'''
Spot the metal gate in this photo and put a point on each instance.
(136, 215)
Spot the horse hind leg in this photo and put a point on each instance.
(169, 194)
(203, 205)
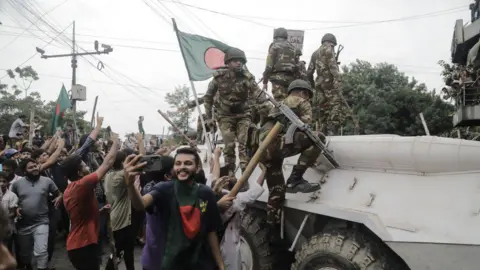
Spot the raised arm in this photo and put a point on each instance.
(208, 98)
(109, 158)
(53, 157)
(83, 150)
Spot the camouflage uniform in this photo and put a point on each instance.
(208, 126)
(236, 93)
(277, 151)
(281, 67)
(328, 104)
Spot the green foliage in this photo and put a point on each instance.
(180, 116)
(15, 100)
(386, 101)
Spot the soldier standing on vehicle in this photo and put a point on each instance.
(281, 67)
(237, 91)
(330, 112)
(302, 70)
(298, 100)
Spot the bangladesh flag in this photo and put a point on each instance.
(63, 103)
(202, 55)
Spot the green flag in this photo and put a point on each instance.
(63, 103)
(202, 55)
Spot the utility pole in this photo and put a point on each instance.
(78, 92)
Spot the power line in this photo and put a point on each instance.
(43, 47)
(358, 23)
(45, 14)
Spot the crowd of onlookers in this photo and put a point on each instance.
(100, 197)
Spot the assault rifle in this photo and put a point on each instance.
(297, 123)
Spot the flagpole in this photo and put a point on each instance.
'''
▸ Stated exercise: Without including the pictures, reproduce all entries exactly.

▸ The reply:
Spot the metal gate in this photo and put a point on each instance.
(136, 215)
Spot the horse hind leg in this photo and put a point on each instance.
(169, 194)
(203, 205)
Spot the raised arm in this photo and put a point on each instance.
(208, 98)
(109, 158)
(53, 157)
(83, 150)
Spot the camouflage uniform in this photo and put a point on each instance.
(208, 126)
(236, 93)
(277, 151)
(281, 67)
(328, 104)
Spot the green foliage in this photo and put a point on each instance.
(180, 116)
(15, 100)
(386, 101)
Spot the soldier standing on vehicle in this photo and put a point on each instance.
(281, 67)
(237, 91)
(330, 112)
(302, 70)
(298, 100)
Spot the bangladesh flag in this photo and put a point on each instance.
(63, 103)
(202, 55)
Spot the green flag in this photo and put a point on each instance.
(63, 103)
(202, 55)
Spot the utility pole in this photo and put a point on each instance.
(78, 92)
Spot the power line in this photo and put a point on each instance.
(43, 47)
(358, 23)
(45, 14)
Spot the crowd of onlookers in this photo and put a point on each instance.
(100, 197)
Spot the assault rifle in this photo and put a point on each instance.
(297, 123)
Spot the flagpole in this photo and put a point on each instance.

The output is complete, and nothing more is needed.